◆ **Exercise aim**:
Search the entries below for the word "firefighter" and copy every line where it appears.

◆ **Data supplied**:
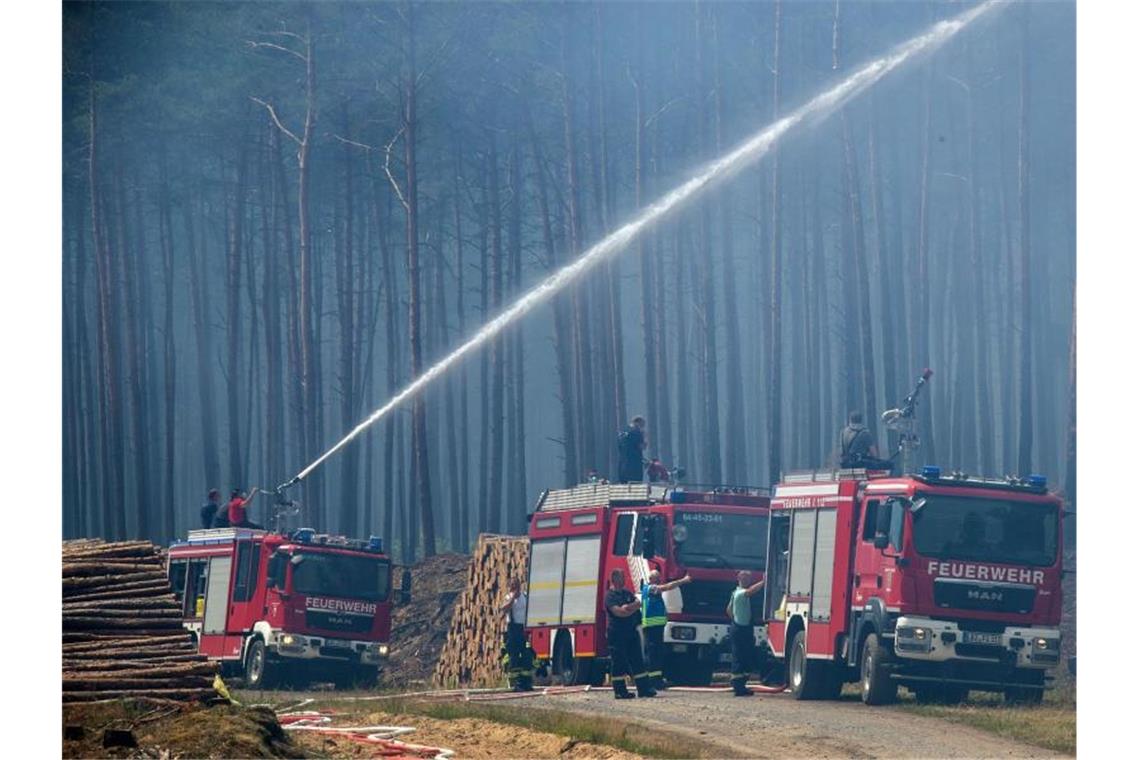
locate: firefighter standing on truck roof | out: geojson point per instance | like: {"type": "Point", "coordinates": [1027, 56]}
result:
{"type": "Point", "coordinates": [653, 619]}
{"type": "Point", "coordinates": [630, 451]}
{"type": "Point", "coordinates": [743, 643]}
{"type": "Point", "coordinates": [621, 609]}
{"type": "Point", "coordinates": [520, 673]}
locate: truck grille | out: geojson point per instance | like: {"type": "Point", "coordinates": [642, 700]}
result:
{"type": "Point", "coordinates": [332, 621]}
{"type": "Point", "coordinates": [991, 597]}
{"type": "Point", "coordinates": [709, 598]}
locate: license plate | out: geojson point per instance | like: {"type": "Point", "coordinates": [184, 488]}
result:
{"type": "Point", "coordinates": [972, 637]}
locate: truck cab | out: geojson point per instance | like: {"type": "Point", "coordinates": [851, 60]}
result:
{"type": "Point", "coordinates": [938, 583]}
{"type": "Point", "coordinates": [580, 534]}
{"type": "Point", "coordinates": [285, 609]}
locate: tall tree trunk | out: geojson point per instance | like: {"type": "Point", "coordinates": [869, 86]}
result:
{"type": "Point", "coordinates": [775, 282]}
{"type": "Point", "coordinates": [562, 341]}
{"type": "Point", "coordinates": [170, 367]}
{"type": "Point", "coordinates": [415, 340]}
{"type": "Point", "coordinates": [1025, 346]}
{"type": "Point", "coordinates": [734, 441]}
{"type": "Point", "coordinates": [711, 471]}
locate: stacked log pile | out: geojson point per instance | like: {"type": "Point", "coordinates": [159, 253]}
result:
{"type": "Point", "coordinates": [122, 627]}
{"type": "Point", "coordinates": [471, 654]}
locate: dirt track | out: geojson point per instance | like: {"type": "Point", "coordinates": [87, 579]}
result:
{"type": "Point", "coordinates": [774, 725]}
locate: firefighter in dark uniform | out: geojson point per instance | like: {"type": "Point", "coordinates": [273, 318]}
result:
{"type": "Point", "coordinates": [653, 619]}
{"type": "Point", "coordinates": [632, 452]}
{"type": "Point", "coordinates": [621, 612]}
{"type": "Point", "coordinates": [743, 642]}
{"type": "Point", "coordinates": [520, 672]}
{"type": "Point", "coordinates": [857, 447]}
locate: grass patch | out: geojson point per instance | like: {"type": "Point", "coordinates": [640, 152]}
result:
{"type": "Point", "coordinates": [596, 729]}
{"type": "Point", "coordinates": [1050, 725]}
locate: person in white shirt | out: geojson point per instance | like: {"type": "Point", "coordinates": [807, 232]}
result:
{"type": "Point", "coordinates": [514, 607]}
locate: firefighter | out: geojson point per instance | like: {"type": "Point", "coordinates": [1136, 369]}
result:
{"type": "Point", "coordinates": [653, 619]}
{"type": "Point", "coordinates": [235, 511]}
{"type": "Point", "coordinates": [514, 607]}
{"type": "Point", "coordinates": [630, 451]}
{"type": "Point", "coordinates": [740, 611]}
{"type": "Point", "coordinates": [209, 511]}
{"type": "Point", "coordinates": [621, 609]}
{"type": "Point", "coordinates": [857, 447]}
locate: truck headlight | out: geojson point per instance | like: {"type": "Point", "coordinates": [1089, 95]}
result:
{"type": "Point", "coordinates": [684, 632]}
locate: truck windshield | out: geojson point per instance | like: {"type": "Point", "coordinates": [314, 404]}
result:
{"type": "Point", "coordinates": [986, 530]}
{"type": "Point", "coordinates": [341, 574]}
{"type": "Point", "coordinates": [718, 539]}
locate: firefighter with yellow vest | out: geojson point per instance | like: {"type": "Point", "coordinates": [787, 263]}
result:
{"type": "Point", "coordinates": [653, 619]}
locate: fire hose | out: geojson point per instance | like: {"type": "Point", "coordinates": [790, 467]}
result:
{"type": "Point", "coordinates": [381, 737]}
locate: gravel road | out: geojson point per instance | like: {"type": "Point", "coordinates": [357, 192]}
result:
{"type": "Point", "coordinates": [774, 725]}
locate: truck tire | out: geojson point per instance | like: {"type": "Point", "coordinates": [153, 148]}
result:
{"type": "Point", "coordinates": [259, 670]}
{"type": "Point", "coordinates": [808, 680]}
{"type": "Point", "coordinates": [687, 671]}
{"type": "Point", "coordinates": [874, 680]}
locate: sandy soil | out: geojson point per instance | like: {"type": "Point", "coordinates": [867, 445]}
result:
{"type": "Point", "coordinates": [469, 737]}
{"type": "Point", "coordinates": [779, 726]}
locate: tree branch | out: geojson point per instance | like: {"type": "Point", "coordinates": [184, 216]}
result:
{"type": "Point", "coordinates": [388, 170]}
{"type": "Point", "coordinates": [273, 115]}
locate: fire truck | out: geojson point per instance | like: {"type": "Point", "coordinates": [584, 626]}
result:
{"type": "Point", "coordinates": [285, 609]}
{"type": "Point", "coordinates": [579, 534]}
{"type": "Point", "coordinates": [938, 582]}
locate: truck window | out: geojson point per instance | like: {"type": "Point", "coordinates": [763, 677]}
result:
{"type": "Point", "coordinates": [249, 557]}
{"type": "Point", "coordinates": [178, 578]}
{"type": "Point", "coordinates": [623, 533]}
{"type": "Point", "coordinates": [897, 513]}
{"type": "Point", "coordinates": [870, 514]}
{"type": "Point", "coordinates": [275, 574]}
{"type": "Point", "coordinates": [194, 604]}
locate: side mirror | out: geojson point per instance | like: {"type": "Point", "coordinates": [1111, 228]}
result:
{"type": "Point", "coordinates": [649, 546]}
{"type": "Point", "coordinates": [406, 586]}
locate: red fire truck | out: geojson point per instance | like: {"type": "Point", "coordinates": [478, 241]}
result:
{"type": "Point", "coordinates": [579, 534]}
{"type": "Point", "coordinates": [285, 609]}
{"type": "Point", "coordinates": [941, 583]}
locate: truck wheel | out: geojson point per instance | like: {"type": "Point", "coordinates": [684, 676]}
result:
{"type": "Point", "coordinates": [805, 676]}
{"type": "Point", "coordinates": [687, 671]}
{"type": "Point", "coordinates": [876, 683]}
{"type": "Point", "coordinates": [258, 668]}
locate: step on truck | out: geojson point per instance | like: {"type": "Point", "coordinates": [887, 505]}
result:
{"type": "Point", "coordinates": [941, 583]}
{"type": "Point", "coordinates": [285, 610]}
{"type": "Point", "coordinates": [579, 534]}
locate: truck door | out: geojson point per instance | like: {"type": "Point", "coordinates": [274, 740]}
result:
{"type": "Point", "coordinates": [246, 603]}
{"type": "Point", "coordinates": [217, 606]}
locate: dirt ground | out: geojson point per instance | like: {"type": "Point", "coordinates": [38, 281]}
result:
{"type": "Point", "coordinates": [774, 725]}
{"type": "Point", "coordinates": [420, 628]}
{"type": "Point", "coordinates": [176, 732]}
{"type": "Point", "coordinates": [467, 737]}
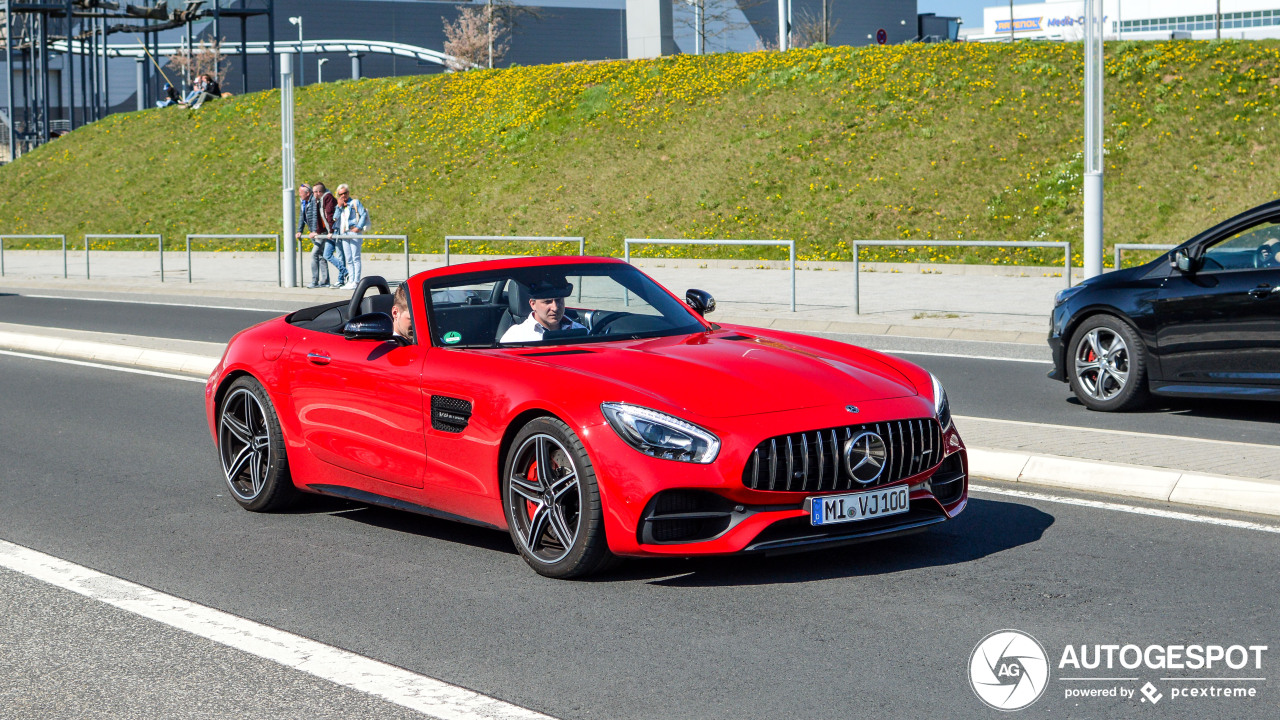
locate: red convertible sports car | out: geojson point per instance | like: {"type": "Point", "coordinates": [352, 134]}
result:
{"type": "Point", "coordinates": [585, 409]}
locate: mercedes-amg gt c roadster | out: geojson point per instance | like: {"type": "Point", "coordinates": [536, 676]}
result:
{"type": "Point", "coordinates": [586, 410]}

◆ **Exercise answer**:
locate: firefighter standing on truck roof | out: geojson point per instance | like: {"type": "Point", "coordinates": [1027, 56]}
locate: firefighter in dark uniform | out: geojson point per instance | like: {"type": "Point", "coordinates": [273, 318]}
locate: firefighter | out: geojson point per instance | like: {"type": "Point", "coordinates": [1136, 369]}
locate: firefighter with yellow vest | out: geojson point per instance | like: {"type": "Point", "coordinates": [787, 263]}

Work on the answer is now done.